[Stored entries]
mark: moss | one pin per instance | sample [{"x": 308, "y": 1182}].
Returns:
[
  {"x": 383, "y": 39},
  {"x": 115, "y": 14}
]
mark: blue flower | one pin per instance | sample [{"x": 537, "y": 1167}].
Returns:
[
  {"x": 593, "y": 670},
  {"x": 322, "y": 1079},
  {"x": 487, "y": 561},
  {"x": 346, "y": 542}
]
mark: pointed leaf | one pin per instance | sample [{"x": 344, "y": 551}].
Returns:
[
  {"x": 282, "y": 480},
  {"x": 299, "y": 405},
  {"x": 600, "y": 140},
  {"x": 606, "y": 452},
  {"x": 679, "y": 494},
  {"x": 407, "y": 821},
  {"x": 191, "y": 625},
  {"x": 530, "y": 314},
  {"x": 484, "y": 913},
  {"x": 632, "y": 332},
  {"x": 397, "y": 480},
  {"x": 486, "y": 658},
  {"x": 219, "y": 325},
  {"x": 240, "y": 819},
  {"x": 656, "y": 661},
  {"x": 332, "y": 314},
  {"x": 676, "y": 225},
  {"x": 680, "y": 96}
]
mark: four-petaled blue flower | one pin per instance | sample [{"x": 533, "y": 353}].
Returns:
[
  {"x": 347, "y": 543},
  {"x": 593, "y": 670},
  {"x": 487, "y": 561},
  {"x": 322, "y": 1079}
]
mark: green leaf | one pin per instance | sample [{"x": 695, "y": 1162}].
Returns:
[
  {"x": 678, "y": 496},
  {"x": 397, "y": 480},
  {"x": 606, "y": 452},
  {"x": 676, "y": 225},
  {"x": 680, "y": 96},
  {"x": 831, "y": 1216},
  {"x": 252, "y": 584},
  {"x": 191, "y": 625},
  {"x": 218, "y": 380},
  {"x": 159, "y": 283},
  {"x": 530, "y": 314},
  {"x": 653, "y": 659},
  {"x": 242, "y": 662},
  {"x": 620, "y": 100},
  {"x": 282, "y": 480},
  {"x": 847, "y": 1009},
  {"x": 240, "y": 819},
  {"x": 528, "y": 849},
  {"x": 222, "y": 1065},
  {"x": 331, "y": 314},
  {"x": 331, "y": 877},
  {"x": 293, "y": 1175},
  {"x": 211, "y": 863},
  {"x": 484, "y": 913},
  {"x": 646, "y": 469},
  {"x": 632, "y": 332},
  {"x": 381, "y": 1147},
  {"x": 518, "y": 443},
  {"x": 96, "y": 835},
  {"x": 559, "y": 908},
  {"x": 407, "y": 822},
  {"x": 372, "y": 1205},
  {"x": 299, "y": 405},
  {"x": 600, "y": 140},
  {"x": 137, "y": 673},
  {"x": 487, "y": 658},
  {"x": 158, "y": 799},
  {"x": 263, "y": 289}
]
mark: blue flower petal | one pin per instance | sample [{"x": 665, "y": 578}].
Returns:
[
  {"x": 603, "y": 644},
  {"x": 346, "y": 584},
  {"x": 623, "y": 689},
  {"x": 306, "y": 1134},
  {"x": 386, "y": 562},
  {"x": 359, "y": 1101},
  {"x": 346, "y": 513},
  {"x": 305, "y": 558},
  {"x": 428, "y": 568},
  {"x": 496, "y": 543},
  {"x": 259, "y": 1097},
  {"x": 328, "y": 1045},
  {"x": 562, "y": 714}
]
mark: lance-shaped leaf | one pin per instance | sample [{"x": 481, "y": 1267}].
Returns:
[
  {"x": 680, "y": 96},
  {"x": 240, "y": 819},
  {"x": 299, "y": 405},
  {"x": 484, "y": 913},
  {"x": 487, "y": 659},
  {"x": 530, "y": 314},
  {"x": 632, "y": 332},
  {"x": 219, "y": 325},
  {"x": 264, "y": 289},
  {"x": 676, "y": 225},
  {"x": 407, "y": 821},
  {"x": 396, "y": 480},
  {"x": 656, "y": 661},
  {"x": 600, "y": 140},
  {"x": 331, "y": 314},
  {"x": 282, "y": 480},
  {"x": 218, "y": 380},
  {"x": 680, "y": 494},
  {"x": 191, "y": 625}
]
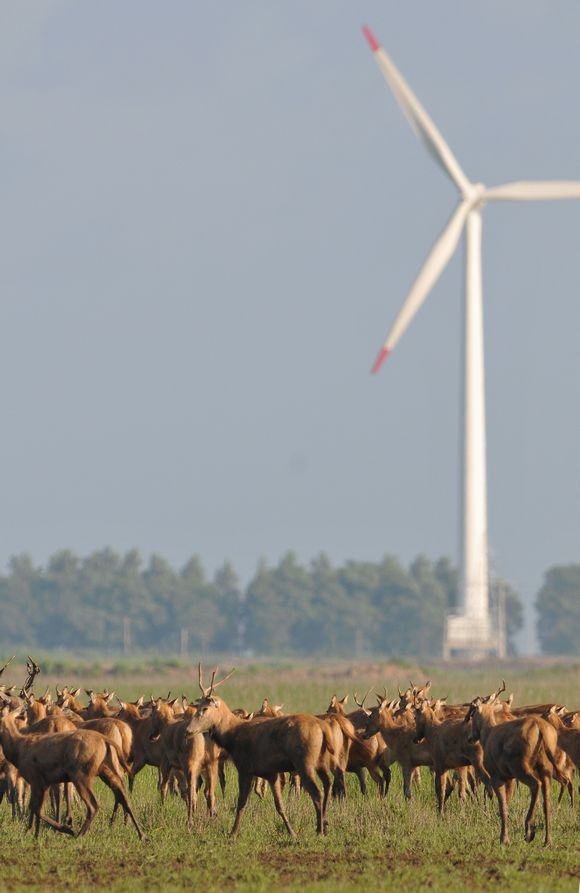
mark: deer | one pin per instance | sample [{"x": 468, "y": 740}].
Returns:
[
  {"x": 191, "y": 754},
  {"x": 397, "y": 729},
  {"x": 76, "y": 756},
  {"x": 298, "y": 742},
  {"x": 362, "y": 754},
  {"x": 524, "y": 750},
  {"x": 450, "y": 749},
  {"x": 568, "y": 742},
  {"x": 146, "y": 746}
]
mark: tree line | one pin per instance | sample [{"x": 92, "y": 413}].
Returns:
[{"x": 112, "y": 602}]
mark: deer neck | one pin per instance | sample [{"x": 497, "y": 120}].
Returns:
[
  {"x": 10, "y": 738},
  {"x": 225, "y": 723}
]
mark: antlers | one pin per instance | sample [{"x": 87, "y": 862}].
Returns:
[
  {"x": 33, "y": 671},
  {"x": 7, "y": 664},
  {"x": 208, "y": 692},
  {"x": 361, "y": 704}
]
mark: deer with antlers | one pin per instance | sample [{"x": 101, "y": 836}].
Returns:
[
  {"x": 297, "y": 742},
  {"x": 447, "y": 737},
  {"x": 397, "y": 729},
  {"x": 363, "y": 754},
  {"x": 524, "y": 750},
  {"x": 191, "y": 754},
  {"x": 75, "y": 756}
]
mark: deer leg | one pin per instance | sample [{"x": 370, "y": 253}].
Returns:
[
  {"x": 85, "y": 792},
  {"x": 210, "y": 786},
  {"x": 163, "y": 779},
  {"x": 294, "y": 783},
  {"x": 277, "y": 794},
  {"x": 222, "y": 776},
  {"x": 245, "y": 785},
  {"x": 502, "y": 801},
  {"x": 440, "y": 789},
  {"x": 360, "y": 774},
  {"x": 326, "y": 780},
  {"x": 338, "y": 785},
  {"x": 547, "y": 810},
  {"x": 530, "y": 828},
  {"x": 191, "y": 799},
  {"x": 55, "y": 800},
  {"x": 115, "y": 783},
  {"x": 311, "y": 788},
  {"x": 510, "y": 787},
  {"x": 37, "y": 799}
]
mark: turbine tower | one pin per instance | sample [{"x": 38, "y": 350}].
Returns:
[{"x": 469, "y": 631}]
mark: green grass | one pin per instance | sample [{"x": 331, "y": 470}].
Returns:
[{"x": 372, "y": 844}]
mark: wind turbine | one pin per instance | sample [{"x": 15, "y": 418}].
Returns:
[{"x": 469, "y": 630}]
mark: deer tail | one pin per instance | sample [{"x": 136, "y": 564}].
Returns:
[
  {"x": 327, "y": 739},
  {"x": 116, "y": 758},
  {"x": 557, "y": 769}
]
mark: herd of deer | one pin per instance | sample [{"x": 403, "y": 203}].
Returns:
[{"x": 60, "y": 746}]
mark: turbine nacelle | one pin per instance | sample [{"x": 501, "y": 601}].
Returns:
[
  {"x": 475, "y": 194},
  {"x": 472, "y": 195}
]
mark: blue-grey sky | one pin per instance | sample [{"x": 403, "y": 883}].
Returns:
[{"x": 211, "y": 213}]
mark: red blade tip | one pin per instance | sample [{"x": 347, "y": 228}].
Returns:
[
  {"x": 373, "y": 42},
  {"x": 383, "y": 354}
]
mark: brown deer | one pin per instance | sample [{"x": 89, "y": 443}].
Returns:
[
  {"x": 363, "y": 754},
  {"x": 282, "y": 744},
  {"x": 146, "y": 746},
  {"x": 397, "y": 728},
  {"x": 524, "y": 750},
  {"x": 190, "y": 754},
  {"x": 78, "y": 757},
  {"x": 450, "y": 749}
]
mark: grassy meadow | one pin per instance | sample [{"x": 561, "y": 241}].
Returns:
[{"x": 372, "y": 844}]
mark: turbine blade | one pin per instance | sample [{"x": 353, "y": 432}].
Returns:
[
  {"x": 417, "y": 116},
  {"x": 429, "y": 273},
  {"x": 530, "y": 190}
]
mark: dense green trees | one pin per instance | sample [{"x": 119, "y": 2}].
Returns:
[
  {"x": 558, "y": 606},
  {"x": 108, "y": 601}
]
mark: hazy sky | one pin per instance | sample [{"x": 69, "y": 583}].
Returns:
[{"x": 210, "y": 214}]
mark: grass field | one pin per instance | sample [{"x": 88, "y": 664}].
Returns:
[{"x": 372, "y": 844}]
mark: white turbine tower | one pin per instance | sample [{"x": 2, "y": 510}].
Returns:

• TRY IT
Repeat exactly the lines of the data from the first one through the line with "mark: pointed leaf", both of them included.

• EXERCISE RESPONSE
mark: moss | one pin per instance | sample [{"x": 308, "y": 1182}].
Returns:
[
  {"x": 383, "y": 39},
  {"x": 115, "y": 14}
]
mark: blue flower | one pin per instance | sample [{"x": 537, "y": 1167}].
Returns:
[
  {"x": 593, "y": 670},
  {"x": 322, "y": 1079},
  {"x": 487, "y": 561},
  {"x": 346, "y": 542}
]
mark: pointed leaf | one pin per instance | sample [{"x": 344, "y": 551}].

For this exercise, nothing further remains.